§ **Brief**
Each entry that follows is to be retyped exactly. Pictures do not belong in the copy.

§ **Dataset extract**
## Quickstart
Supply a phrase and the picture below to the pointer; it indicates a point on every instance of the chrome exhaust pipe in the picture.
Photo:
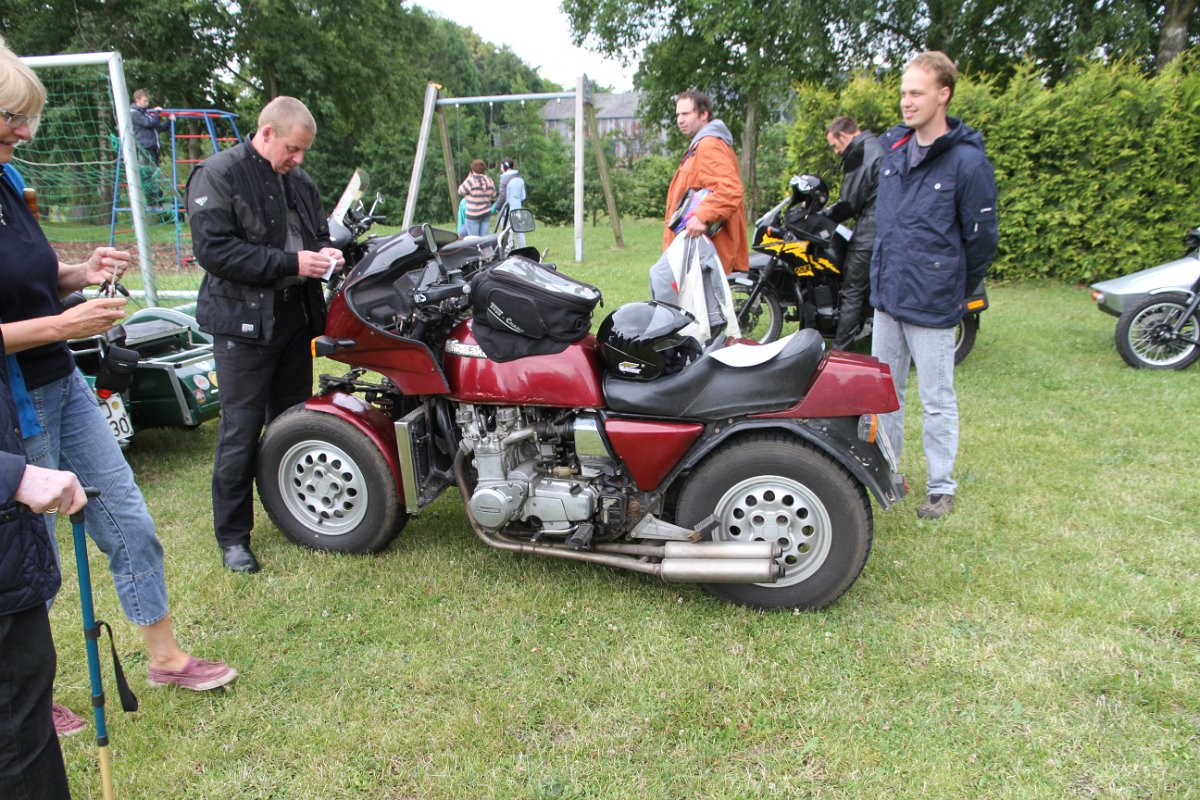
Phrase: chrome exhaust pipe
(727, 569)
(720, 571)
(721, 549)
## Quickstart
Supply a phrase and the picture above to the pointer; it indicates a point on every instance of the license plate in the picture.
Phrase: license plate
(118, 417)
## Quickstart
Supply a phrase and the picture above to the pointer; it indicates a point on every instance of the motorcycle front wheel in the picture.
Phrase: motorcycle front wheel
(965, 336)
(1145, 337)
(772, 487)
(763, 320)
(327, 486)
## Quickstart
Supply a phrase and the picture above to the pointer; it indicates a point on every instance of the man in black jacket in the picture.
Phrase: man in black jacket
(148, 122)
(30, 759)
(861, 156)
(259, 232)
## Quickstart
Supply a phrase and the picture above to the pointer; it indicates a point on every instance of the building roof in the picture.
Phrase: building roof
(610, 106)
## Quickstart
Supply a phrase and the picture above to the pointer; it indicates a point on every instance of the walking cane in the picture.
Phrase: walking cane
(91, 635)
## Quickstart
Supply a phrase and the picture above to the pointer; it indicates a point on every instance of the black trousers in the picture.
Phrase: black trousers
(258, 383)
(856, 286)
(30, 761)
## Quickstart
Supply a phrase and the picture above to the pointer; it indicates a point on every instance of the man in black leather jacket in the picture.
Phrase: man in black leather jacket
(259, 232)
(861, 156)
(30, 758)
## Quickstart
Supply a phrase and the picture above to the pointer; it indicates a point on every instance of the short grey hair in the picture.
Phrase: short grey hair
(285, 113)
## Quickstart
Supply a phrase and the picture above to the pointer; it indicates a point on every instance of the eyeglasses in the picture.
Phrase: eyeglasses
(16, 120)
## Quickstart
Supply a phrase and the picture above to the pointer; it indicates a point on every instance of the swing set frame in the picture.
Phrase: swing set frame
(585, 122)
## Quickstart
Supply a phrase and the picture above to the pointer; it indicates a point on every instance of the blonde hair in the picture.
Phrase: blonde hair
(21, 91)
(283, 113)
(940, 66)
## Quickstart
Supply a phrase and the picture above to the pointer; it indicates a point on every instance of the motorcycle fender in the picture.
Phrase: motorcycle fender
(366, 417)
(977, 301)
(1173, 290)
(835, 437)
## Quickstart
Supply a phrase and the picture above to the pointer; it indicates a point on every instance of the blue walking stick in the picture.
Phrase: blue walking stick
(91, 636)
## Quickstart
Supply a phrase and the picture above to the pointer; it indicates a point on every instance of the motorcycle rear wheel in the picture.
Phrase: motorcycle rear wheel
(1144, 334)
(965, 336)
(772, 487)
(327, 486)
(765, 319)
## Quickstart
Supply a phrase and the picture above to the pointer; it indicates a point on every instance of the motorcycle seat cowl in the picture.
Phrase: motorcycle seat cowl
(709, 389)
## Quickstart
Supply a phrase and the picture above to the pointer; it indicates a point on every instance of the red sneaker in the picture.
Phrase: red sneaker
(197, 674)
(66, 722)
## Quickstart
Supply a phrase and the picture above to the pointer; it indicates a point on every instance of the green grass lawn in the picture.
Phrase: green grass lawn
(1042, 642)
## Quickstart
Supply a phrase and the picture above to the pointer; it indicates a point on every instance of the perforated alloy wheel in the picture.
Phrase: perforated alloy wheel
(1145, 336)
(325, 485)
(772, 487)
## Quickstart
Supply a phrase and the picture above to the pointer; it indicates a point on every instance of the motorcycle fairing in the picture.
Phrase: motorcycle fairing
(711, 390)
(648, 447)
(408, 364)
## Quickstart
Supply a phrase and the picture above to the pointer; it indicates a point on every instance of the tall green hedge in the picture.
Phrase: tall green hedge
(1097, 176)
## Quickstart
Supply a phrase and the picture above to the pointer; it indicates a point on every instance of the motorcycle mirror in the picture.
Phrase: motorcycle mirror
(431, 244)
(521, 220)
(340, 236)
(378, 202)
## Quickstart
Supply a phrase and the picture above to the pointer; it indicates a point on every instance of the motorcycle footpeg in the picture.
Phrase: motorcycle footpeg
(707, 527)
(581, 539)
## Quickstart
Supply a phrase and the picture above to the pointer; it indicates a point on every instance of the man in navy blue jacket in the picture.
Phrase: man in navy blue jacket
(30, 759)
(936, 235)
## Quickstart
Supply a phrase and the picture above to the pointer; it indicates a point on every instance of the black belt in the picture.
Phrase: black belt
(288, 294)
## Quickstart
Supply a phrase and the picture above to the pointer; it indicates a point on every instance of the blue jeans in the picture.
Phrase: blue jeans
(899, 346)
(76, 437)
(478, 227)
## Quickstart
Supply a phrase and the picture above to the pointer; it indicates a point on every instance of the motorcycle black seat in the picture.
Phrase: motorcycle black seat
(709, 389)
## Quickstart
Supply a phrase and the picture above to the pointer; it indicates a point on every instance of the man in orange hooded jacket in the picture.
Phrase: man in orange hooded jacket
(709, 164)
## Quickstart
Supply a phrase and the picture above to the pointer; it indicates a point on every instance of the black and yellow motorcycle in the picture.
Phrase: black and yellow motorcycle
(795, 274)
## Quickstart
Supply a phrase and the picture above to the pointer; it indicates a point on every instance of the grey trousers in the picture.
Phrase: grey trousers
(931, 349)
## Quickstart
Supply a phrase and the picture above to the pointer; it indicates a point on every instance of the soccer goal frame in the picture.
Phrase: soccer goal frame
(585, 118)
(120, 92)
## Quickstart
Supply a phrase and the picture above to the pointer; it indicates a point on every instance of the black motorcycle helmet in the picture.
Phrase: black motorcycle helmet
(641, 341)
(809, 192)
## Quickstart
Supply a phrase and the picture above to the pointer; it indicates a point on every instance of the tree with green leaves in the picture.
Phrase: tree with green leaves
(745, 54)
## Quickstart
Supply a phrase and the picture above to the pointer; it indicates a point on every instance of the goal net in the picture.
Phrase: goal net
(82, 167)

§ **Your solution**
## Quickstart
Supply a phrase and the picture below to the pointer; it indicates a point on every instance of the chrome exhaust pipe in the picture.
Photo:
Phrase: chrome exhaust pipe
(727, 569)
(720, 571)
(721, 549)
## Quickstart
Supply a phrase and the picture above to the pointer; it indicates a point on every instance of the license plate in the picture.
Phrase: license plate
(118, 417)
## Quickstart
Supply a phrase and the picture above to the pointer; it indicates a point on every instance of the motorcycle front wheel in the picture.
Phrase: motorcycle front wheel
(965, 336)
(1145, 337)
(772, 487)
(763, 320)
(327, 486)
## Quickstart
Supply a phrase and the picture above to the pointer; it indicates a point on every instance of the man in black jacket in the picture.
Phrase: man in black jacket
(148, 122)
(30, 759)
(861, 156)
(259, 232)
## Quickstart
Supply a phrase and the picture above to the pointer; it indicates a point on every instance of the building roof in the picture.
Phrase: building roof
(610, 106)
## Quickstart
Supply a phrase and the picture above to the pointer; it indicates a point on every instance of the walking cane in the picture.
Phrase: walking cane
(91, 635)
## Quickstart
Supply a phrase and the picture above to the pointer; it indicates a point on every instance of the black trousers in the picture.
Phrase: black trousers
(258, 383)
(856, 286)
(30, 761)
## Quickstart
Supply a phrase and the picture above to the pointer; it indicates a point on every instance of the man in black leather jacket in the picture.
Phrase: man in black leather jacket
(259, 232)
(861, 156)
(30, 758)
## Quickstart
Supply a phrase and the picture above to the pointer; it indicates a point on every instance of the short grey hair in the picture.
Phrase: short grey hair
(285, 113)
## Quickstart
Supply a phrase and the picture above to the pointer; it indicates a point on every instance of the eyeglasses in the picture.
Phrase: eyeglasses
(16, 120)
## Quickstart
Supply a phrase and the picture above to the pointer; it indicates a point on every instance of the swing set frame in the picture.
Phrase: swing set frame
(585, 122)
## Quickstart
Supply a phrase and the picture above to the pointer; it indicates a point on every instance of the blonde hair in the picture.
Phrase: blonde hair
(21, 91)
(283, 113)
(940, 66)
## Quickstart
Supply a phrase and the picture above to the pointer; it indicates a point on every instance of the motorcycle fender in the picture.
Phrase: motorcycle fender
(366, 417)
(977, 301)
(1173, 290)
(835, 437)
## Quickstart
Supply a phrase and the picture above to the pointer; it indicates a point on every instance of the blue walking stick in the picture.
Phrase: blue walking stick
(91, 636)
## Quickstart
Supply a phrase and the picture above to the pointer; it indicates a point on every instance of the motorcycle rear wheel in the picture.
Phrase: motorcycle rear wheel
(1144, 334)
(965, 336)
(772, 487)
(327, 486)
(765, 319)
## Quickstart
Supply a phrase and the picture above to the pointer; it indicates a point on every instance of the motorcycle seat cowl in the picture.
Phrase: motorcycle seat cowl
(709, 389)
## Quickstart
Supply a phrase and the picture above to the pointer; it indicates a point on every instance of the red sneaker in the picture.
Phrase: red sneaker
(197, 674)
(66, 722)
## Quickstart
Supply a phrase and the picture above to the pointer; it indicates a point on every instance of the green grass lawn in the picture.
Phrase: green grass lawn
(1042, 642)
## Quickstart
Supply a phrase and the picture above to the pointer; it indicates a point on every instance of the perforated alloy wheel in the picture.
Phrase: perforated alloy wheel
(1145, 336)
(325, 485)
(772, 487)
## Quickstart
Supply a phrase and the picture above to the pointer; it indicates a point on every instance of the motorcycle fairing in the picture.
Phrase: motorcycle fairing
(711, 390)
(648, 447)
(408, 364)
## Quickstart
Supply a phrase and the picture above to the pointer; it indicates a point on every instance of the tall green hedge in the picture.
Phrase: tall green hedge
(1097, 176)
## Quickstart
Supply a phrase and the picture above to the pointer; it indicates a point on every instance of the motorcycle mirror in the picture.
Phrase: motorcycle mirror
(431, 244)
(521, 220)
(340, 236)
(378, 202)
## Quickstart
Supply a phrase and the picture above to the pointer; it indicates a point on every instance of the motorcycle footpeg in the picture.
Phrase: motorcycle footpeg
(707, 527)
(581, 539)
## Quickstart
Supply a phrase and the picture above to the pointer; it indicates a point on every instance of the man in navy blue jacket in the picture.
Phrase: man in navy blue jacket
(30, 759)
(936, 235)
## Quickstart
Supply a phrase and the picture above to the pointer; it indicates a point on every instance of the black belt in the picture.
Phrase: black belt
(288, 294)
## Quickstart
Supply a phrase and the picture above to the pointer; it indicates a point on every instance of the blue jeans in the picture.
Phrase: blue jeans
(899, 346)
(76, 437)
(478, 227)
## Quickstart
Supply a phrase and the picture above to the pointer; it indicates a point on every instance of the motorcycle black seat in the picture.
Phrase: motorcycle black seat
(709, 389)
## Quickstart
Supply a phrase and the picture above to the pointer; it indicates a point on every instance of the man in orange hooded jacket in the picture.
Phrase: man in orange hooded jacket
(709, 164)
## Quickstart
Supply a phrase and the picture above to the pointer; it indicates a point on every instance of the black and yellow motorcycle in the picture.
Phrase: black and yellow motorcycle
(795, 274)
## Quickstart
Supply a phrase and the picture above to the pointer; it indicates a point on every instance of the grey trousers in the picture.
Phrase: grey trousers
(931, 349)
## Quickstart
Supply a phrase and the picture above to the pointer; it indicates a point on every instance of the soccer goal frame in the picture.
Phrase: soccer goal frame
(585, 118)
(120, 92)
## Quickstart
Supply a phrase and the picture above to the pointer; it indicates a point on every instance of the black motorcycle helmet in the picture.
Phrase: black motorcycle helmet
(641, 341)
(809, 192)
## Quickstart
Supply a phrase and the picture above to the pointer; it indicates a point on every instance of the tree with green leaves in the picture.
Phrase: tree with green leaves
(745, 54)
## Quickstart
Supply a phrase and the picture above to the pointer; it indicates a point on every instance of the goal net in the picture.
Phrase: goal net
(82, 167)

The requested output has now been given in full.